§ Supplied material
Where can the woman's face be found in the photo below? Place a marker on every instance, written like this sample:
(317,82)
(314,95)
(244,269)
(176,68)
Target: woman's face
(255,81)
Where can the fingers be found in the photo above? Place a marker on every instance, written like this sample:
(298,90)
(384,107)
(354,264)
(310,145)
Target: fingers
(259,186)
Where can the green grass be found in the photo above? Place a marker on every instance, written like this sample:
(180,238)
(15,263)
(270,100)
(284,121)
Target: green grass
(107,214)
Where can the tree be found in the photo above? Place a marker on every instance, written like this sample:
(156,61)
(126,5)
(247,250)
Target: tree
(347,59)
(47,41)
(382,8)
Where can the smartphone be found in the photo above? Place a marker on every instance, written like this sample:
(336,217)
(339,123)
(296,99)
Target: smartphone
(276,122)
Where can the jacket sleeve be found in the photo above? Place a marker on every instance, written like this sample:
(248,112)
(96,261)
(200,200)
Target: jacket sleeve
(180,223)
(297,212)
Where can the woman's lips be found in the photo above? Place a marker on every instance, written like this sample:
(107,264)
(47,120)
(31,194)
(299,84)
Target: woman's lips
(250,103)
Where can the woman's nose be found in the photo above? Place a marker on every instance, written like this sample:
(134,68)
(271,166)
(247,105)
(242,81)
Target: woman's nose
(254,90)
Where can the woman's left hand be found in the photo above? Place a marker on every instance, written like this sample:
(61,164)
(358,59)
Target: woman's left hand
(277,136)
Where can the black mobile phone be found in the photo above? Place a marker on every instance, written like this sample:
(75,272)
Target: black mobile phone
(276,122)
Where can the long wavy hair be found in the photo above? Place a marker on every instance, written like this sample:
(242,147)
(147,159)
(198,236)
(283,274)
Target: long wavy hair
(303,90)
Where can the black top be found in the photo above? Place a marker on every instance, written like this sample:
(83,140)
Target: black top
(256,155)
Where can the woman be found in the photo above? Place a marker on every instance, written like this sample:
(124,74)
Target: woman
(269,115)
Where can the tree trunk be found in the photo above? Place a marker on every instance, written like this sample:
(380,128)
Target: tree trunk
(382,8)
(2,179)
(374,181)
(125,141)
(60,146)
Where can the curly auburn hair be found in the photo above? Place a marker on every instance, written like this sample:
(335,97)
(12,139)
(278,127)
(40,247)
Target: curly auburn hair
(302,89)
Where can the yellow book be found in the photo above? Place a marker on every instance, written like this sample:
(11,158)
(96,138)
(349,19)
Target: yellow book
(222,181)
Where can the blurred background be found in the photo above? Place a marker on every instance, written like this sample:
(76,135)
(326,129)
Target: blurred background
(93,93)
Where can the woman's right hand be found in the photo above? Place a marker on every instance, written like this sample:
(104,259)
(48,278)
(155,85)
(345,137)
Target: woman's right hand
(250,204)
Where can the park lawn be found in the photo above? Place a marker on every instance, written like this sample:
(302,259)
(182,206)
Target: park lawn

§ Description of the task
Work out how many lines above contain the word "lawn". Give only the number.

§ Reply
2